Перепиши из приведенного ниже отрывка всё, начиная с «Меня посетил председатель» и вплоть до «образом на Америку.», заменив «Пэш» на «Пеш».

*ФРАГМЕНТ ТЕКСТА*
============

Меня посетил председатель муниципального совета Парижа Пэш, которого попросили занять этот пост, несмотря на его преклонный возраст – ему был 81 год. Его тревожили некоторые слухи, разговоры о предательстве. Пэш сетовал на то, что постоянные комиссии муниципалитета не привлекаются к сотрудничеству с правительством. Проблема газа также внушала ему опасения.

В 12.10 Мандель заявил мне, что оптимистические настроения не исчезли. Англичане оставили Булонь, где обосновались мы, и эвакуируют свою базу в Руане. Мы удерживаем линию фронта на Сомме и даже перешли ее в двух пунктах – Корби и Брее. Северная группа армий производит хорошее впечатление. Однако Дотри, хотя и держится мужественно, явно чем-то озабочен. Он занялся подсчетом понесенных нами потерь – вооружения, заводов и фабрик. По мнению Дотри, теперь надеяться можно главным образом на Америку.

============

[Собранные данные]
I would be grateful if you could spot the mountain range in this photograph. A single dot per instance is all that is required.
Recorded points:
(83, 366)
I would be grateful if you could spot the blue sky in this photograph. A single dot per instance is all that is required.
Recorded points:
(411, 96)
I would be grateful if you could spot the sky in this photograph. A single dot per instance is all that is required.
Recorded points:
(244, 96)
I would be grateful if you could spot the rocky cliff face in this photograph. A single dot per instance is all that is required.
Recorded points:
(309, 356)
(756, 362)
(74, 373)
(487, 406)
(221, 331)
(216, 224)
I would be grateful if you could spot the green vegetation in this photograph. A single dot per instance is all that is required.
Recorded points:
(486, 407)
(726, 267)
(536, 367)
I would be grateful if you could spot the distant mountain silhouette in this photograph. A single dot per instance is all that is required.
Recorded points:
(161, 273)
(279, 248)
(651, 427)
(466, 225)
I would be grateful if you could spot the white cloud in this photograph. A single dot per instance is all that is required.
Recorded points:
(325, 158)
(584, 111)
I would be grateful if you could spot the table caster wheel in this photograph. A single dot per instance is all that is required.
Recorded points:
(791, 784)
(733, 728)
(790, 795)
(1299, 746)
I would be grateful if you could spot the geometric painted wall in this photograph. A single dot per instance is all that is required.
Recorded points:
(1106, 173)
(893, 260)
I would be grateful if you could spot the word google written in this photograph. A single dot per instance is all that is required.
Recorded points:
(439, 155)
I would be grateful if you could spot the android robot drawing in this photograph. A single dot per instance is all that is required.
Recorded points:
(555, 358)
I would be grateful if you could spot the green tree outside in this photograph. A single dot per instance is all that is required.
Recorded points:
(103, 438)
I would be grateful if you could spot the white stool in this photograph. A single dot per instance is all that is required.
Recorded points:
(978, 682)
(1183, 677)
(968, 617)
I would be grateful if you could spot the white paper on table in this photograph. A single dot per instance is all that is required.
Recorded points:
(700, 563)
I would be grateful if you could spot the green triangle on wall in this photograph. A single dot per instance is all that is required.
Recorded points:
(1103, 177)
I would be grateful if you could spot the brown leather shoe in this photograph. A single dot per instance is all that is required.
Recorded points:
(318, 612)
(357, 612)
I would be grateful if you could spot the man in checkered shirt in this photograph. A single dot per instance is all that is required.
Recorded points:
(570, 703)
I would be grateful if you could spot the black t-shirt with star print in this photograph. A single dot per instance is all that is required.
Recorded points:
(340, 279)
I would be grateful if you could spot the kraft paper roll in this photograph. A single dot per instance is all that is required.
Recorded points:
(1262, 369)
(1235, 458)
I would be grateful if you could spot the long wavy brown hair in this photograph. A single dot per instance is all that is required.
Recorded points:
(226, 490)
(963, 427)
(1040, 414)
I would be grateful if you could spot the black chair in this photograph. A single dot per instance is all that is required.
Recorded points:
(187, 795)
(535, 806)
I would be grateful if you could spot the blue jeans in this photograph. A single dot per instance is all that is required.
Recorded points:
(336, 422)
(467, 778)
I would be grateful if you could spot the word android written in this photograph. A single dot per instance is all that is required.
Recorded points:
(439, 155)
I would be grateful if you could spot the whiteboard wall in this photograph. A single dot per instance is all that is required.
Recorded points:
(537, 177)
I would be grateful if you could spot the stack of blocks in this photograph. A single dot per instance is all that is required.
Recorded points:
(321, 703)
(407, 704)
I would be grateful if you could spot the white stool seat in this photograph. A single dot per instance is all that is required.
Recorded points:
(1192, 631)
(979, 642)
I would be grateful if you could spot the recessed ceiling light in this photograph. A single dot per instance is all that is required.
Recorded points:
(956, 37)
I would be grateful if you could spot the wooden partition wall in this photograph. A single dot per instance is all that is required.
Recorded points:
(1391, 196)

============

*ИТОГОВЫЙ ОТВЕТ*
Меня посетил председатель муниципального совета Парижа Пеш, которого попросили занять этот пост, несмотря на его преклонный возраст – ему был 81 год. Его тревожили некоторые слухи, разговоры о предательстве. Пеш сетовал на то, что постоянные комиссии муниципалитета не привлекаются к сотрудничеству с правительством. Проблема газа также внушала ему опасения.

В 12.10 Мандель заявил мне, что оптимистические настроения не исчезли. Англичане оставили Булонь, где обосновались мы, и эвакуируют свою базу в Руане. Мы удерживаем линию фронта на Сомме и даже перешли ее в двух пунктах – Корби и Брее. Северная группа армий производит хорошее впечатление. Однако Дотри, хотя и держится мужественно, явно чем-то озабочен. Он занялся подсчетом понесенных нами потерь – вооружения, заводов и фабрик. По мнению Дотри, теперь надеяться можно главным образом на Америку.